▸ **LISTED RECORDS**

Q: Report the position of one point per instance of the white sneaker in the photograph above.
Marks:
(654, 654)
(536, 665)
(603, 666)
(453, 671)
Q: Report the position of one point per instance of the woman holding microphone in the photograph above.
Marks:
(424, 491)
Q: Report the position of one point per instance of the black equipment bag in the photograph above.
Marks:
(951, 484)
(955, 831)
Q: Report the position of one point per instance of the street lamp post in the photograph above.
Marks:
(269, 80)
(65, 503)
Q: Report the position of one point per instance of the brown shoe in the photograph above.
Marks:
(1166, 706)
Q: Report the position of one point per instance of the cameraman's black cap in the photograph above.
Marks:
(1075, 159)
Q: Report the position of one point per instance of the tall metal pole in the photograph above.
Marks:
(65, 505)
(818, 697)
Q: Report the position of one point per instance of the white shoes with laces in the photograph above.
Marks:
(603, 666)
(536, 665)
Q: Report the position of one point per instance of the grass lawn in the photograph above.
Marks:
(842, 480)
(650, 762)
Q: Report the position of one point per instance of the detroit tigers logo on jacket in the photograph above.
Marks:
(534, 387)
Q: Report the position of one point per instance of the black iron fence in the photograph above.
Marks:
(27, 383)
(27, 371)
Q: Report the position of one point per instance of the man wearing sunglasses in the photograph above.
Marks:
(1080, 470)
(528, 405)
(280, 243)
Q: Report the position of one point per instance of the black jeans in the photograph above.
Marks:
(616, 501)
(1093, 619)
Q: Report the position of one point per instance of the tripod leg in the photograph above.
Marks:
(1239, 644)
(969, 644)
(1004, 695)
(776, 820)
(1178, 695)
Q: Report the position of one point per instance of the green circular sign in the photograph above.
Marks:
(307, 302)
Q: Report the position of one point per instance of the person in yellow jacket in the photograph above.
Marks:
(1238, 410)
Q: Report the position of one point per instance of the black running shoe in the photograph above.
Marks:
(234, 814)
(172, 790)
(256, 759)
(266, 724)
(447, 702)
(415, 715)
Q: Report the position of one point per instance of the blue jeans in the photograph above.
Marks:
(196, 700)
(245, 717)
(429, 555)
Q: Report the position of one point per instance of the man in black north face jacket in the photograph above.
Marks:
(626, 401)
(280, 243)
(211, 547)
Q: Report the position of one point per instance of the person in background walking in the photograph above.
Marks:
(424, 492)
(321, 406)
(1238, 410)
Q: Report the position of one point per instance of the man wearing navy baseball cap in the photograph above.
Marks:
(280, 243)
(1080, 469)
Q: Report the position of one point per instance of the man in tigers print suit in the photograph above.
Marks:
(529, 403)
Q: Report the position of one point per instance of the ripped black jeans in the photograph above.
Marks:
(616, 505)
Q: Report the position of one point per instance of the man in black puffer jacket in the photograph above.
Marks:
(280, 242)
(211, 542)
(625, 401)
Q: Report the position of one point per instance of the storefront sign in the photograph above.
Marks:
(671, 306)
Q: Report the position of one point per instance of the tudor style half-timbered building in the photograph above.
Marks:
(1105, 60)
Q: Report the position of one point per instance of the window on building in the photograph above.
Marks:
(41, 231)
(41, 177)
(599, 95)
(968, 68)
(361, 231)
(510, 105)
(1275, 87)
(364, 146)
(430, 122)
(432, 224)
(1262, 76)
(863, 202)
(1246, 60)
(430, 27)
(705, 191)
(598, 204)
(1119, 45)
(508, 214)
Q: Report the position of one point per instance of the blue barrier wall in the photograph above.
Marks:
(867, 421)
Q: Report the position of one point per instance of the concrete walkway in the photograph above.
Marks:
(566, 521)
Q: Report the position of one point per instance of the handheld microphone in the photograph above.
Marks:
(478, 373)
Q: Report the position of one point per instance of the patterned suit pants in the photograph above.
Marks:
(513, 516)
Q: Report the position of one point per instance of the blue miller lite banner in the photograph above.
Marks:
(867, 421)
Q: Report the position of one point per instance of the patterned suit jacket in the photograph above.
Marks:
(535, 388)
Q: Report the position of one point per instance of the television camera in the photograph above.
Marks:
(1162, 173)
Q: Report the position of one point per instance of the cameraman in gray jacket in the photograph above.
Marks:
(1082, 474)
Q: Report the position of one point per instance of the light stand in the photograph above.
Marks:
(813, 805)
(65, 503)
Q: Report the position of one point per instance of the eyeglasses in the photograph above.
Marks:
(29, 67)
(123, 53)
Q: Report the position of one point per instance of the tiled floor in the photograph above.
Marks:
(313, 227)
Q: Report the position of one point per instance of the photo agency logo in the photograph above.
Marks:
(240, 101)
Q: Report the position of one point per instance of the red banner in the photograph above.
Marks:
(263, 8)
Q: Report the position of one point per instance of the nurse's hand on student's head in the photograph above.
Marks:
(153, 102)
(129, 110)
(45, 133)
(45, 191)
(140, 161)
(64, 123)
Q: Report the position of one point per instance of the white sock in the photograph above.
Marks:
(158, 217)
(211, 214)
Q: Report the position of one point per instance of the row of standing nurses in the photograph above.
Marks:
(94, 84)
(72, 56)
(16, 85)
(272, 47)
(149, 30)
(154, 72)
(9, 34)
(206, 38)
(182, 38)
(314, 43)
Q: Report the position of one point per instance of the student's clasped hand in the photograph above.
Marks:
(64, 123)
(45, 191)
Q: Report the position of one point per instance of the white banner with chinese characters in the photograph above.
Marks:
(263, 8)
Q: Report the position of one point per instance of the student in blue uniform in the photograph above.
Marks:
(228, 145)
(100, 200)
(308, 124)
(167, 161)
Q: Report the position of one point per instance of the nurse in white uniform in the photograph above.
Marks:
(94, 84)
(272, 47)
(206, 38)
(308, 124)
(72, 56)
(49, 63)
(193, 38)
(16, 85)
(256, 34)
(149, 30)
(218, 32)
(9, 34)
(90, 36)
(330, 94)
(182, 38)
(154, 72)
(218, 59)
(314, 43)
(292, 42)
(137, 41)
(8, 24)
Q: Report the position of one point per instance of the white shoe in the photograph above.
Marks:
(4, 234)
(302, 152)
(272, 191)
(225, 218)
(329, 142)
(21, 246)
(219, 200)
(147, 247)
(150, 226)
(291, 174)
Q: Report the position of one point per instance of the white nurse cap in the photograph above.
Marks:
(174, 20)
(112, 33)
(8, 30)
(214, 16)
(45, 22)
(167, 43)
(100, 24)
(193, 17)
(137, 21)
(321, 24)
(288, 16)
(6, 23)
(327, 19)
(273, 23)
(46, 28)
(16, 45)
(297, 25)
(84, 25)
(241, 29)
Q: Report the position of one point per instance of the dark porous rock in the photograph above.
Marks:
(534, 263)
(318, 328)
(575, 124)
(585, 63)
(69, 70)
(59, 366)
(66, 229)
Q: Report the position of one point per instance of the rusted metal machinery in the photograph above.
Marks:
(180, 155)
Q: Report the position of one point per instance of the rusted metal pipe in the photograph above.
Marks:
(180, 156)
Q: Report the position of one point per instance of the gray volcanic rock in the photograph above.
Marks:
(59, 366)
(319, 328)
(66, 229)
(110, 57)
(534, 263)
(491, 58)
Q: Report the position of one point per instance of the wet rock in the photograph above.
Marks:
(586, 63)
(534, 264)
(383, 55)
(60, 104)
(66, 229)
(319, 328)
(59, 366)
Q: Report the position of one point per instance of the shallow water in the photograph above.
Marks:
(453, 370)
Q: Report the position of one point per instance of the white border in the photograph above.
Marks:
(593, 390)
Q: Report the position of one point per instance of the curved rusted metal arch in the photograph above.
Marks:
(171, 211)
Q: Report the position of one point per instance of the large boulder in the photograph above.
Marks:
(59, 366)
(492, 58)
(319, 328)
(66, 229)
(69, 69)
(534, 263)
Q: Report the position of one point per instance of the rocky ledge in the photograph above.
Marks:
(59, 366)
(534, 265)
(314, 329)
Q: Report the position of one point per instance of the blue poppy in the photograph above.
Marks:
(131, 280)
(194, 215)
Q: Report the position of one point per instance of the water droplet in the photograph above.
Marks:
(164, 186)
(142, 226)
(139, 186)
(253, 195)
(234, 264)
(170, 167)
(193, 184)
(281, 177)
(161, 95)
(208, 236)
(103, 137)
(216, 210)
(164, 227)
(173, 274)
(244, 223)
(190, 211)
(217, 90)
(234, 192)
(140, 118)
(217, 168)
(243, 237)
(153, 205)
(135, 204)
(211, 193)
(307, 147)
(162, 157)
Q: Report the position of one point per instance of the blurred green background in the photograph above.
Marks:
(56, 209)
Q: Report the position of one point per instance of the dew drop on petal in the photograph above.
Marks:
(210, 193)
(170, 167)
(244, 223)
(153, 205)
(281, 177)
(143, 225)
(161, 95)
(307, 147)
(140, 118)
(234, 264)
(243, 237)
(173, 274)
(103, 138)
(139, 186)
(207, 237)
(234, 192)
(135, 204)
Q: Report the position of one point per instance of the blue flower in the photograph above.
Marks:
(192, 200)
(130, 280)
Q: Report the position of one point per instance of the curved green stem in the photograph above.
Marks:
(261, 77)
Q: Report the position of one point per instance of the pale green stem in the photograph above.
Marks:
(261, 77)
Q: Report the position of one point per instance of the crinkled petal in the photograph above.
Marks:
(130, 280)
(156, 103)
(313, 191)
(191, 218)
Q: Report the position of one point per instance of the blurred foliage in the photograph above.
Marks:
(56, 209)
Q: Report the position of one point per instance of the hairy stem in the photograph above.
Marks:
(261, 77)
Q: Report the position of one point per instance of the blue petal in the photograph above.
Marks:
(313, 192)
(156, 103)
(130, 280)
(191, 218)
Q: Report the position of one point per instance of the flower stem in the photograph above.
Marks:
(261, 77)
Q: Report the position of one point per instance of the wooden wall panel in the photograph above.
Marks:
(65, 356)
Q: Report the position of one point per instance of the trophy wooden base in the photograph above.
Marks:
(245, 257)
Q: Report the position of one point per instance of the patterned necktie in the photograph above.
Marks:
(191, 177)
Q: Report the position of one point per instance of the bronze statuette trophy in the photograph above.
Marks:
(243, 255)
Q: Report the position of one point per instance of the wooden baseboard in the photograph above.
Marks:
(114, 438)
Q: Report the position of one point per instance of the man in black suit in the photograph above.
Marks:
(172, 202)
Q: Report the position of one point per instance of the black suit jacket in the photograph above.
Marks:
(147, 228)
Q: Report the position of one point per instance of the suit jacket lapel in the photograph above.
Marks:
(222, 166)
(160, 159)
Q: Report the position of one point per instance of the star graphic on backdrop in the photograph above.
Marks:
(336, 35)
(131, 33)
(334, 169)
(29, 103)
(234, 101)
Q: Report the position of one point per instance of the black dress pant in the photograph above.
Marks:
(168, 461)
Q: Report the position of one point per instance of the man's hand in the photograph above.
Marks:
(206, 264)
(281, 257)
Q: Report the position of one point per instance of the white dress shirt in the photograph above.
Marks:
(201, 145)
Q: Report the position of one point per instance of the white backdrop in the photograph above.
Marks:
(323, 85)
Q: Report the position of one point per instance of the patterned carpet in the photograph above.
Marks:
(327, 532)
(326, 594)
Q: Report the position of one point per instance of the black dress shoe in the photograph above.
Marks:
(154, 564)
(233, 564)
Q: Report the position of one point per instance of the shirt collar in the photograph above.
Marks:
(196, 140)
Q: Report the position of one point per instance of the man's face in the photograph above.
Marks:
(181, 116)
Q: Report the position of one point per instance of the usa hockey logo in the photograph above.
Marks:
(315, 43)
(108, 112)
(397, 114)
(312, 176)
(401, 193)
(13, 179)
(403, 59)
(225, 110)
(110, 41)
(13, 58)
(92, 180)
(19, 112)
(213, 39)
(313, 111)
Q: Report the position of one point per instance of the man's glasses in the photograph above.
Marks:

▸ **EXERCISE**
Which lines above run from the one containing "sunglasses in the photograph above." down to the one containing "leg in the photograph above."? Repeat exactly those, both ends included, and nothing else.

▸ **TASK ANSWER**
Q: Report the position of one point per instance of the man wearing sunglasses in the photograph above.
Marks:
(1080, 470)
(528, 405)
(280, 243)
Q: Report the position of one point per instance of the black jeans in the photograph above.
Marks:
(616, 501)
(1093, 619)
Q: Report the position of one point per instance of the tripod leg in the photograph above.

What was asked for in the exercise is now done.